-- Opening Marker --

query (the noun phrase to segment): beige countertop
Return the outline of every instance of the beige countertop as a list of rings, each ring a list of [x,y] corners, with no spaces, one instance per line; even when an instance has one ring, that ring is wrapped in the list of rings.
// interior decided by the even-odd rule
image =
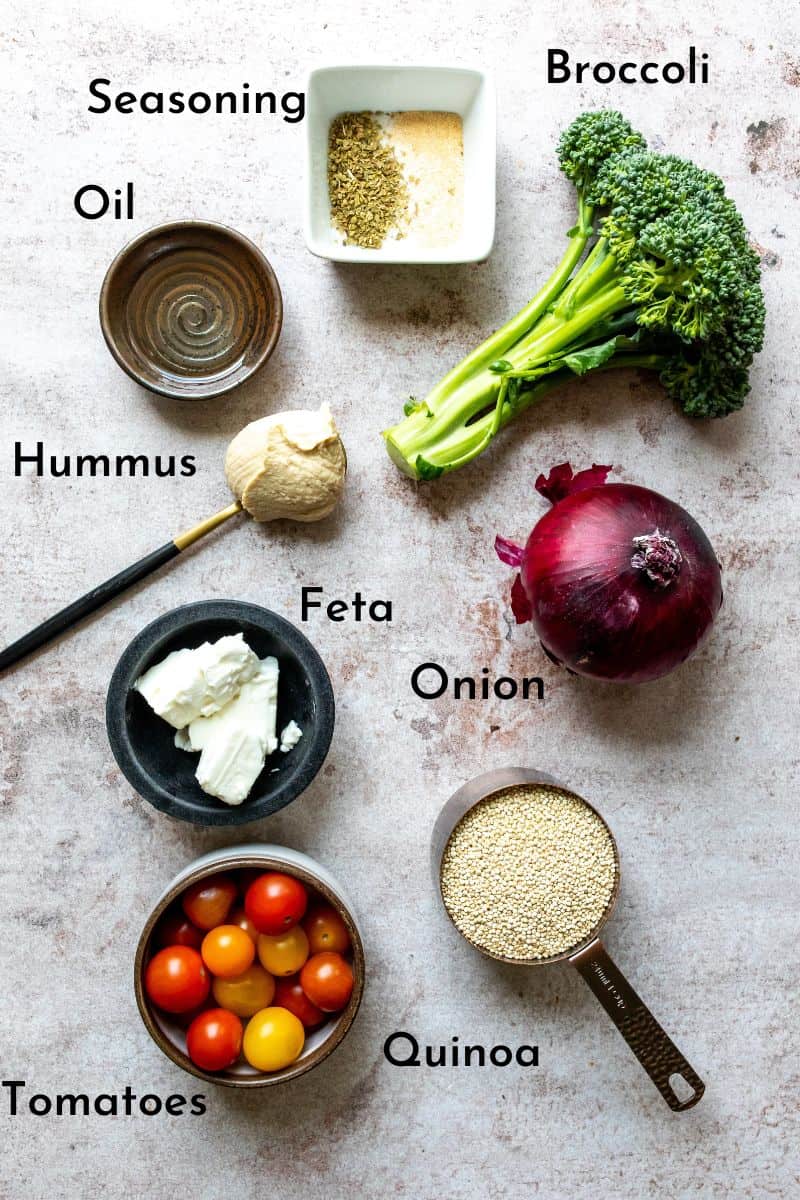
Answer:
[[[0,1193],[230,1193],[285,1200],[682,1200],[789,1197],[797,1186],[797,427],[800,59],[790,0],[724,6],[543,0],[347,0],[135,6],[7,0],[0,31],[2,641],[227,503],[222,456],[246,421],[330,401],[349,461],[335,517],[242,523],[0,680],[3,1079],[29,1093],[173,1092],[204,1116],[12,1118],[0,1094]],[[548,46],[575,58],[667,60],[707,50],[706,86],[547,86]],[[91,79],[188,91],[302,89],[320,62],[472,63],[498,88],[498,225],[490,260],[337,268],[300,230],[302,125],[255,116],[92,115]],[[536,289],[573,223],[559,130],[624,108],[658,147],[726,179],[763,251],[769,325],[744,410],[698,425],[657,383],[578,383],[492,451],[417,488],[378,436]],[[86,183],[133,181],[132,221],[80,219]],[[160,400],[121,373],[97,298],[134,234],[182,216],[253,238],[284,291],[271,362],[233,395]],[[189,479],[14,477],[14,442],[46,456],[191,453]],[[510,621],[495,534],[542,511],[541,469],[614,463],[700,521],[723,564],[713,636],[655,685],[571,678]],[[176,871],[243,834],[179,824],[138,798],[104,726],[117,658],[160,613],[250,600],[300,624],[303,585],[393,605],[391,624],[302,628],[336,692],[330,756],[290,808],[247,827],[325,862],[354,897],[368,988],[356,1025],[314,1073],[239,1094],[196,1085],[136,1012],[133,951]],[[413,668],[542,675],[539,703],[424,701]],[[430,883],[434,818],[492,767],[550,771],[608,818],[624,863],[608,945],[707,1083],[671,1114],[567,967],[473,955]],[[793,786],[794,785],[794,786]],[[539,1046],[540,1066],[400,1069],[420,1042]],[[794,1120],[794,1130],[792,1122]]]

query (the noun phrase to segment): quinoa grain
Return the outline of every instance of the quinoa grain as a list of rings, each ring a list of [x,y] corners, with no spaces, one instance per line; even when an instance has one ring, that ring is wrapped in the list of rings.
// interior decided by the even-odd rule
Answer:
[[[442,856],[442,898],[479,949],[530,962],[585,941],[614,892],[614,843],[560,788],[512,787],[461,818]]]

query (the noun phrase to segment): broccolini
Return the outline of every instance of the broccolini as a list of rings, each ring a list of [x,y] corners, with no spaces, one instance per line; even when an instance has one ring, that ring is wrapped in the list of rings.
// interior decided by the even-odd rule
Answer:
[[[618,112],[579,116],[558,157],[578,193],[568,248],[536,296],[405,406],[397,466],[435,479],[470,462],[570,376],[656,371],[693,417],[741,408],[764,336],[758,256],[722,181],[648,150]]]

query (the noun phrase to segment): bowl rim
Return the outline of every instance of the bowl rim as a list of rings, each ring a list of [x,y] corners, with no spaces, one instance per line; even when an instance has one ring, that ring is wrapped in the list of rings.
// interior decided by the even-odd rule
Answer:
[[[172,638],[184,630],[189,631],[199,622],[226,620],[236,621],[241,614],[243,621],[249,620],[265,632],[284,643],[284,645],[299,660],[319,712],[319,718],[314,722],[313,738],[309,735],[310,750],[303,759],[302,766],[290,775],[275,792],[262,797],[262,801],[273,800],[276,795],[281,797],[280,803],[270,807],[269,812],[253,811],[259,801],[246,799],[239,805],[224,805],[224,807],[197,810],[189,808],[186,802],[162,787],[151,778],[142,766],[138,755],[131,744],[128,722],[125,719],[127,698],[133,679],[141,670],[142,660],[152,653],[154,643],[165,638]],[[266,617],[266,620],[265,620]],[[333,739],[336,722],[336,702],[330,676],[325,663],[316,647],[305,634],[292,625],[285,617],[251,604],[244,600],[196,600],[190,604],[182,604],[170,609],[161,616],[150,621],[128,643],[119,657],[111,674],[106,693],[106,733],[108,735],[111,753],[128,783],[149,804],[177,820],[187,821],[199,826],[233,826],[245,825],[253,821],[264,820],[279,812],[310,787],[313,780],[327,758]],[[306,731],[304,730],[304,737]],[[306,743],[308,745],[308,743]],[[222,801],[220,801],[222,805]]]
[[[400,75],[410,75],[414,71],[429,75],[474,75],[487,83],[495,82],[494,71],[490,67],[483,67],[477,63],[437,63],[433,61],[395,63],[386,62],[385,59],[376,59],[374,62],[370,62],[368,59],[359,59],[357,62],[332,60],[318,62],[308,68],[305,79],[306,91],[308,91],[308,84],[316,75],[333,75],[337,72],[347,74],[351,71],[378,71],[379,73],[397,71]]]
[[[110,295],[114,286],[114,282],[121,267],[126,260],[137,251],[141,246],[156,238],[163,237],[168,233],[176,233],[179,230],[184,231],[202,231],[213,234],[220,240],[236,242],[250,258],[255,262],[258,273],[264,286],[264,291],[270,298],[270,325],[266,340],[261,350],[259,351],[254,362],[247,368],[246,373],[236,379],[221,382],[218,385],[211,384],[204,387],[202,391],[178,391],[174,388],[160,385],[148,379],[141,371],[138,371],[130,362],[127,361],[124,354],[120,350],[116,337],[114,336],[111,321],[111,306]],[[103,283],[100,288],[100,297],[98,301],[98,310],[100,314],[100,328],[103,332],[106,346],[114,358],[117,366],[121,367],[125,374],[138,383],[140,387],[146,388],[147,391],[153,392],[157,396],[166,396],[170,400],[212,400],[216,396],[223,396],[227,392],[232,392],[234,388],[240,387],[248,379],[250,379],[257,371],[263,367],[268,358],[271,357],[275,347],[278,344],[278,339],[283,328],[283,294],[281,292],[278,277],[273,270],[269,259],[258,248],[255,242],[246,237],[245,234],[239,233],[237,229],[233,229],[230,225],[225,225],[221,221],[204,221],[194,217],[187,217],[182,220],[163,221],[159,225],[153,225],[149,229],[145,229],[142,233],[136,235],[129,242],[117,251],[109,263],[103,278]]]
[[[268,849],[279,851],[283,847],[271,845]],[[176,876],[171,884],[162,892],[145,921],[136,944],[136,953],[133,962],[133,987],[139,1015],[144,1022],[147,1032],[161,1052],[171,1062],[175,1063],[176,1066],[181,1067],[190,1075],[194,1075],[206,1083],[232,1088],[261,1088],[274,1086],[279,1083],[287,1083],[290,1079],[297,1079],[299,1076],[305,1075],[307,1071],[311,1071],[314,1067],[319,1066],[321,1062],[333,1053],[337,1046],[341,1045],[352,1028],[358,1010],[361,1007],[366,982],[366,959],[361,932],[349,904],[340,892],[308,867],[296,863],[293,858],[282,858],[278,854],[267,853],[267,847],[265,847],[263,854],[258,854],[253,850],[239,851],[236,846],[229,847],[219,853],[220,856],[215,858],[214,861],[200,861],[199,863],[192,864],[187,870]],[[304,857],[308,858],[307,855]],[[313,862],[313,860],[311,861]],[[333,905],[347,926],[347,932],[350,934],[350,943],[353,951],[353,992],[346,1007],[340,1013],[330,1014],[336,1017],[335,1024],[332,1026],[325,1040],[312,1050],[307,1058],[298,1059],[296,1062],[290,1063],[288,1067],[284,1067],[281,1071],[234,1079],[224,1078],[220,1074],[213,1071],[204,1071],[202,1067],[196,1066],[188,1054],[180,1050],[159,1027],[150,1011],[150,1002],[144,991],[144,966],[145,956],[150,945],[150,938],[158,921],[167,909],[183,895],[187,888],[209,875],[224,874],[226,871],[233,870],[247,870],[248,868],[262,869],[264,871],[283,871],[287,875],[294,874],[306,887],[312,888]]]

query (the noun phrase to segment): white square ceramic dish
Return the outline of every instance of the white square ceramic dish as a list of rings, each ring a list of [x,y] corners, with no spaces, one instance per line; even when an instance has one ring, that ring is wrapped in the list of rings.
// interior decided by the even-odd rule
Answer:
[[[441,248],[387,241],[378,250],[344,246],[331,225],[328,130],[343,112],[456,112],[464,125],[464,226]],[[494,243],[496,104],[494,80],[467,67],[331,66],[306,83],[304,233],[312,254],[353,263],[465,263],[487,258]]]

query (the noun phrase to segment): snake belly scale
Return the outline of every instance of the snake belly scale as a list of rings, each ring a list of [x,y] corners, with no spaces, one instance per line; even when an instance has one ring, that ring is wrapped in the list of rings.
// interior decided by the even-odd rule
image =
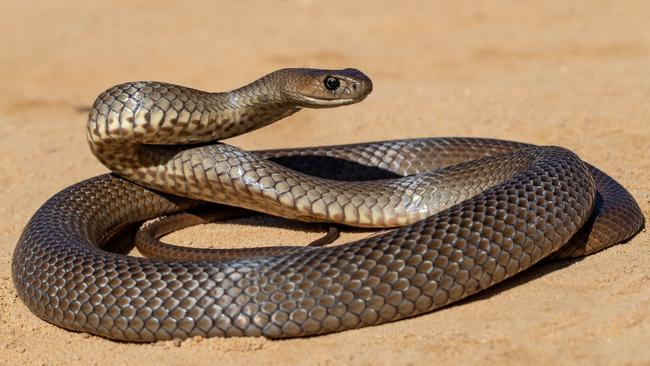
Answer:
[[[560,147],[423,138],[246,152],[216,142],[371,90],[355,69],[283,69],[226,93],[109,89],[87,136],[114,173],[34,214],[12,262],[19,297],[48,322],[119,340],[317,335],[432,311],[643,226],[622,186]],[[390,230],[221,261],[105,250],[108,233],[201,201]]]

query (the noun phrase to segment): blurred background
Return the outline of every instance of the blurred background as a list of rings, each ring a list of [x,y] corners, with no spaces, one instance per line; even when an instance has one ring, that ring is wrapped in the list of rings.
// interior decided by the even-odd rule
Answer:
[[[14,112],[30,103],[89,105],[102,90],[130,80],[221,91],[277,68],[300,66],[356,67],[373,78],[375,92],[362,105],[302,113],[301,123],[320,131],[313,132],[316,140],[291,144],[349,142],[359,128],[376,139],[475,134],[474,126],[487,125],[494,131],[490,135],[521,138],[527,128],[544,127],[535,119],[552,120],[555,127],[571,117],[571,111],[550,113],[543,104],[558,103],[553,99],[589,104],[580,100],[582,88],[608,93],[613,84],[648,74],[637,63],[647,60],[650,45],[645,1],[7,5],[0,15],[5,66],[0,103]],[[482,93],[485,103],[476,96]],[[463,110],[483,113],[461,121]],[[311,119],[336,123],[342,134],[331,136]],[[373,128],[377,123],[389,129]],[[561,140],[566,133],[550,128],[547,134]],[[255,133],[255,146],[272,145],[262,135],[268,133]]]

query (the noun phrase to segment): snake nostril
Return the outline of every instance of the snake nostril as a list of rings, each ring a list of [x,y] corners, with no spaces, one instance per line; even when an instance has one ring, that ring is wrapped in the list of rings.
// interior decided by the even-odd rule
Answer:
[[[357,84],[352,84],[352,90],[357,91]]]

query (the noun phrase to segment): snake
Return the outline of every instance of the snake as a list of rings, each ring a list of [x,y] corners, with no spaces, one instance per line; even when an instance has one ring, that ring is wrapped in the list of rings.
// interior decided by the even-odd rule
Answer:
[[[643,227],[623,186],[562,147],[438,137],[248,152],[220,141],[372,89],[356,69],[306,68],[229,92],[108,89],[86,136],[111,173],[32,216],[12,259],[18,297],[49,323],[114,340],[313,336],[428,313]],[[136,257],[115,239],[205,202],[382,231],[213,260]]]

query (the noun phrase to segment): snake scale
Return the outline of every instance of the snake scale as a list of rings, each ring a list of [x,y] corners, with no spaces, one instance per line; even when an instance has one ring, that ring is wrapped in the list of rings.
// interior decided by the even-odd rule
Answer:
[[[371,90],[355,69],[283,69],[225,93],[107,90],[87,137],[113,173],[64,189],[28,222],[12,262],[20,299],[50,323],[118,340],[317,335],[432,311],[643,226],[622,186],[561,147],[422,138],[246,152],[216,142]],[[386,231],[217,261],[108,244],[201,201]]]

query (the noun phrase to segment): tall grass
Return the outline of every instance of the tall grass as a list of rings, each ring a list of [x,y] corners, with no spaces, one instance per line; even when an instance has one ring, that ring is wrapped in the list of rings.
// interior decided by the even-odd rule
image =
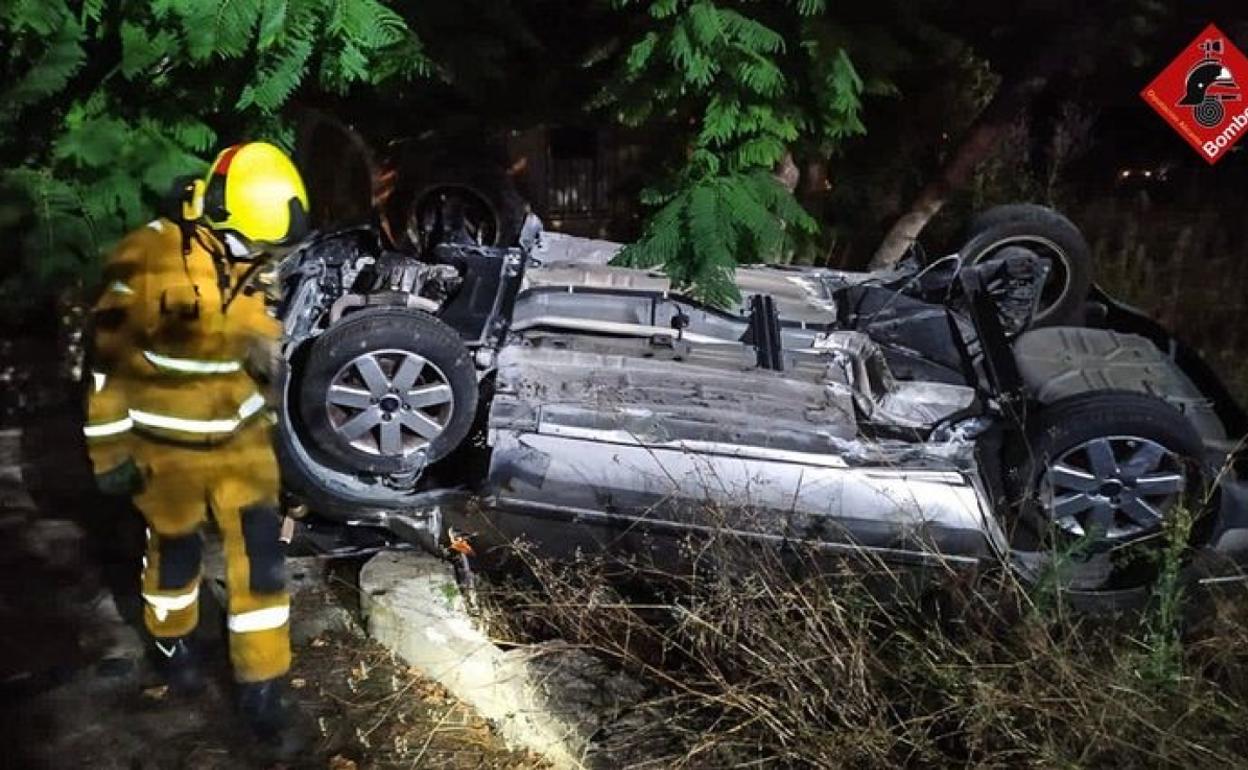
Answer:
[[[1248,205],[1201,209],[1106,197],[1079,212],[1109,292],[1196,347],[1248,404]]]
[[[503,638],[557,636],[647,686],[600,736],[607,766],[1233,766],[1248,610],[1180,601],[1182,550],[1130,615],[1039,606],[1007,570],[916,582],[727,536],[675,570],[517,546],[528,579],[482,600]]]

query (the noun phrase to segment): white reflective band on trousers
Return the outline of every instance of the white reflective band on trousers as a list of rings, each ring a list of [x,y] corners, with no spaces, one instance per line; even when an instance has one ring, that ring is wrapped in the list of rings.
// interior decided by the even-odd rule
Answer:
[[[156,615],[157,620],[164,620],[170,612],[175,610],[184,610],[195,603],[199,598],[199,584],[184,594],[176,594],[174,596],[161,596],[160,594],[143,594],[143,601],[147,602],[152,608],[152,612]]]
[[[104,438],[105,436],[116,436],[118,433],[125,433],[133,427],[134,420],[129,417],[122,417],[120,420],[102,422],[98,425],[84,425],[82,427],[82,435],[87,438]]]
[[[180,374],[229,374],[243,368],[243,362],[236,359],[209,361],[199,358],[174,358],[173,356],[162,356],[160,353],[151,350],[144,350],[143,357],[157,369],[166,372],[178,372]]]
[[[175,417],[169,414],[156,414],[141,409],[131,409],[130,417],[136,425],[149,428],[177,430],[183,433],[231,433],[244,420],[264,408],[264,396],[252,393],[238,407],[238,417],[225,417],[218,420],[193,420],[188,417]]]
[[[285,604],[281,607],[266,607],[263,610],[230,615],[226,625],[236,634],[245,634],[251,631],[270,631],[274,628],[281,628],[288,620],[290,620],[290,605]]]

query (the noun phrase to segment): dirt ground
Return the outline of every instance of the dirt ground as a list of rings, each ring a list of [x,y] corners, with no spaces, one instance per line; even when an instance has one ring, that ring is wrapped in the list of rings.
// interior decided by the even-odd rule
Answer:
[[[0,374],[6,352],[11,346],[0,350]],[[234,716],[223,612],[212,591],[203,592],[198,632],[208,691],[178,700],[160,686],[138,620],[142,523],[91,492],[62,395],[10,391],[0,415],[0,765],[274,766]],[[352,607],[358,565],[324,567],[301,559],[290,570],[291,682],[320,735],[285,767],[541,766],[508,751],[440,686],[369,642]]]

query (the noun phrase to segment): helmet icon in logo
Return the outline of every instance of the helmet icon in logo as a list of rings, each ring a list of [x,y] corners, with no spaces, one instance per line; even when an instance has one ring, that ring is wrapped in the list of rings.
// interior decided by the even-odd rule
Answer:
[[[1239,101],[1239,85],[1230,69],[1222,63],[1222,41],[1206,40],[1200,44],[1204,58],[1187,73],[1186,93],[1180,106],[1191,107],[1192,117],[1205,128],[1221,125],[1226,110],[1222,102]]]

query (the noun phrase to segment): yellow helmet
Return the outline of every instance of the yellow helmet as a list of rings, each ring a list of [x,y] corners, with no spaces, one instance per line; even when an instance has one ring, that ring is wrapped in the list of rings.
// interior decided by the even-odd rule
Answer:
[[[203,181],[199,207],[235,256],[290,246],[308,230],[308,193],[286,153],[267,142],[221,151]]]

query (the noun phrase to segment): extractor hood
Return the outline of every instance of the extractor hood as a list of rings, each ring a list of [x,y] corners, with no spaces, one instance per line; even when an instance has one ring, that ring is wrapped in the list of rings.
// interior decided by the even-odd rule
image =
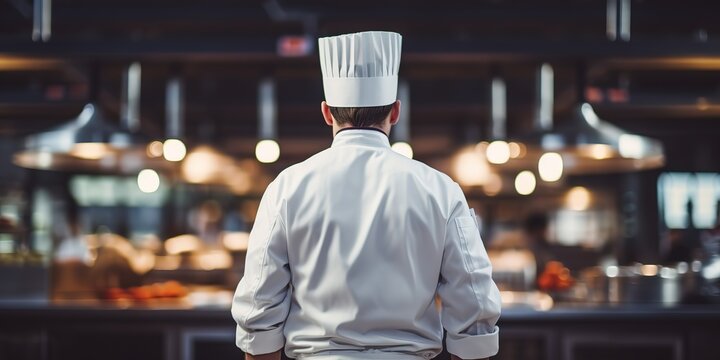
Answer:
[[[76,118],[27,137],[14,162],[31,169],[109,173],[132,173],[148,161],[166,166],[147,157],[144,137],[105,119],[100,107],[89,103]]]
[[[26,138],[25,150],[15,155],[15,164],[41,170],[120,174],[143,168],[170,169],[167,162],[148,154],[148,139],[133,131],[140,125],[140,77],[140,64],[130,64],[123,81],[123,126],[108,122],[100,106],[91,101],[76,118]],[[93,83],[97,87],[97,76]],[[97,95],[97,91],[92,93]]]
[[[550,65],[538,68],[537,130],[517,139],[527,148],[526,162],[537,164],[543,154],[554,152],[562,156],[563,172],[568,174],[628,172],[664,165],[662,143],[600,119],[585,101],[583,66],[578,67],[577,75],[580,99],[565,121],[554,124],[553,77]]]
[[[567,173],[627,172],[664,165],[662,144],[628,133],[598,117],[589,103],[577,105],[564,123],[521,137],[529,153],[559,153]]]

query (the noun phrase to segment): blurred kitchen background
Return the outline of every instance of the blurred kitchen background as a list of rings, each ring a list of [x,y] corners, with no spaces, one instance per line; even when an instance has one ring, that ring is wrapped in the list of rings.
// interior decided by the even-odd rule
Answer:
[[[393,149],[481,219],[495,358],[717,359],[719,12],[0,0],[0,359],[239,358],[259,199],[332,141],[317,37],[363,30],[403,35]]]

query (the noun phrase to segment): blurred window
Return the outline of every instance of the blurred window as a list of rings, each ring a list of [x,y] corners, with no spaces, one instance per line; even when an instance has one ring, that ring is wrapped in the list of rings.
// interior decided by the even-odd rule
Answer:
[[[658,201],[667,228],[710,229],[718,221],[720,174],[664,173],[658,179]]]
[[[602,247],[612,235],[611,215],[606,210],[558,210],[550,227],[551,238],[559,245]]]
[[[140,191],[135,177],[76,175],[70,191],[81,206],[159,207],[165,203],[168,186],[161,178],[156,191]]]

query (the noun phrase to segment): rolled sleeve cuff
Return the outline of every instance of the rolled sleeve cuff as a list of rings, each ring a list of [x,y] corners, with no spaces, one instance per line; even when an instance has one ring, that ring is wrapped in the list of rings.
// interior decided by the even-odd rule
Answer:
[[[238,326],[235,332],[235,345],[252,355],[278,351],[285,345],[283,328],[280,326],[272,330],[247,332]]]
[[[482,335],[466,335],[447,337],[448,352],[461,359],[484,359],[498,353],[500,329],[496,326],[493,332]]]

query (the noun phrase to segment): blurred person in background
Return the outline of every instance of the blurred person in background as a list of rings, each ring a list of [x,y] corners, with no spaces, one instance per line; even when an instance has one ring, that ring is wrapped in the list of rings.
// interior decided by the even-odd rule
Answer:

-- Closing Marker --

[Work required] Lines containing the word "yellow": copy every one of them from the records above.

[Solution to this problem]
query (the noun phrase to segment): yellow helmet
Return the outline of every instance of the yellow helmet as a list of rings, each ring a list of [x,y] corners, with no spaces, one instance per line; even when an instance has one ring, that ring is wrapped in the list of rings.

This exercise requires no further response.